### Dataset extract:
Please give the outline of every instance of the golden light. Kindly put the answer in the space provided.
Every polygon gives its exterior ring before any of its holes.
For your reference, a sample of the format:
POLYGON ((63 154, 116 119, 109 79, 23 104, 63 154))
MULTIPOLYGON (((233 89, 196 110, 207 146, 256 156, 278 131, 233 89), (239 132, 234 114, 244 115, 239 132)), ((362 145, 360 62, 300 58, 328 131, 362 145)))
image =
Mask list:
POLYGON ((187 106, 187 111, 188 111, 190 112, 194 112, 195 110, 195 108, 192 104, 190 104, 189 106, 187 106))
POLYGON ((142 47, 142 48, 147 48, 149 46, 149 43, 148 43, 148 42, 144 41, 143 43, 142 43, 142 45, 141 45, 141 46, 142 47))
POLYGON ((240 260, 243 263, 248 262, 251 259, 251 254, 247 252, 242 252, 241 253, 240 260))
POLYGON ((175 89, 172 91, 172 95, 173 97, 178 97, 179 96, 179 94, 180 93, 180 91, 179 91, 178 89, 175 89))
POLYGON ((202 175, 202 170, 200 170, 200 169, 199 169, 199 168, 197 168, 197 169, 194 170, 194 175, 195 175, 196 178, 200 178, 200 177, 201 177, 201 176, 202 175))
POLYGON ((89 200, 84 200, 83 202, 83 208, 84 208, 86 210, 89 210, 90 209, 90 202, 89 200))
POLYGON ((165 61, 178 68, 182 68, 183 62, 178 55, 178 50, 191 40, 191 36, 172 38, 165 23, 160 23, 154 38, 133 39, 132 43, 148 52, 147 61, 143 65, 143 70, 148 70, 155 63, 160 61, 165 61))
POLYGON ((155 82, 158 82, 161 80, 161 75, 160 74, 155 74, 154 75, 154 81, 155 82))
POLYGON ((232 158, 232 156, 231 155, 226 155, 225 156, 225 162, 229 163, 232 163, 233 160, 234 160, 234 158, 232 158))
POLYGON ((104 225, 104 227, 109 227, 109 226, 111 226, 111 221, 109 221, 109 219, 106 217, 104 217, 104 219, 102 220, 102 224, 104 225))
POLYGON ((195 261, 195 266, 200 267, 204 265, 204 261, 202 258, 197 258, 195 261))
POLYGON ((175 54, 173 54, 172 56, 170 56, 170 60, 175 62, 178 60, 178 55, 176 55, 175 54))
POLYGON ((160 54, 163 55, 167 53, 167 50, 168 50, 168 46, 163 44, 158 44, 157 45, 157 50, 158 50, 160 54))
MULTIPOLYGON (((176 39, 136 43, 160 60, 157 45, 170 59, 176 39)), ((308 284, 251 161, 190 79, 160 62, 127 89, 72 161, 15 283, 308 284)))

### Given exercise:
Substitute "yellow glow" for "golden light" throughout the records above and write them out again in full with nothing else changed.

### Reply:
Please give the outline of every instance of the yellow glow. Kindly put the answer in the space provided.
Every polygon gives its exterior ring before any of its holes.
For your reference, a sample of the format:
POLYGON ((63 154, 116 119, 109 79, 23 104, 63 154))
MULTIPOLYGON (((233 89, 196 110, 207 146, 256 156, 278 131, 233 89), (239 132, 234 114, 244 115, 239 132)), ((362 145, 360 62, 300 58, 328 131, 362 145)))
image =
Mask list:
POLYGON ((187 106, 187 111, 188 111, 190 112, 194 112, 195 110, 195 108, 192 104, 190 104, 189 106, 187 106))
POLYGON ((142 47, 142 48, 147 48, 149 46, 149 43, 148 43, 148 42, 144 41, 143 43, 142 43, 142 45, 141 45, 141 46, 142 47))
POLYGON ((240 260, 243 263, 248 262, 251 259, 251 254, 247 252, 242 252, 241 253, 240 260))
POLYGON ((175 89, 172 91, 172 95, 173 97, 178 97, 179 96, 179 94, 180 93, 180 91, 179 91, 178 89, 175 89))
POLYGON ((202 175, 202 170, 200 170, 200 169, 199 169, 199 168, 197 168, 197 169, 194 170, 194 175, 195 175, 196 178, 200 178, 200 177, 201 177, 201 176, 202 175))
POLYGON ((89 200, 84 200, 83 202, 83 208, 84 208, 86 210, 89 210, 90 209, 90 202, 89 200))
POLYGON ((165 61, 178 68, 182 68, 183 62, 178 55, 178 50, 191 40, 191 36, 172 38, 165 23, 160 23, 154 38, 133 39, 132 43, 148 52, 147 61, 143 65, 143 70, 148 70, 155 63, 160 61, 165 61))
POLYGON ((155 82, 158 82, 161 80, 161 75, 160 74, 155 74, 154 75, 154 81, 155 82))
POLYGON ((232 158, 232 156, 231 155, 226 155, 225 156, 225 162, 229 163, 232 163, 233 160, 234 160, 234 158, 232 158))
POLYGON ((104 225, 104 227, 109 227, 109 226, 111 226, 111 221, 109 221, 109 219, 106 217, 104 217, 104 219, 102 220, 102 224, 104 225))
POLYGON ((195 261, 195 266, 200 267, 204 265, 204 261, 202 258, 197 258, 195 261))
POLYGON ((175 54, 173 54, 172 56, 170 56, 170 60, 175 62, 178 60, 178 55, 176 55, 175 54))
POLYGON ((160 54, 163 55, 167 53, 167 50, 168 50, 168 46, 163 44, 158 44, 157 45, 157 50, 158 50, 160 54))
MULTIPOLYGON (((176 39, 136 43, 160 60, 157 45, 170 59, 176 39)), ((308 284, 251 161, 190 79, 160 62, 127 89, 72 161, 15 283, 308 284)))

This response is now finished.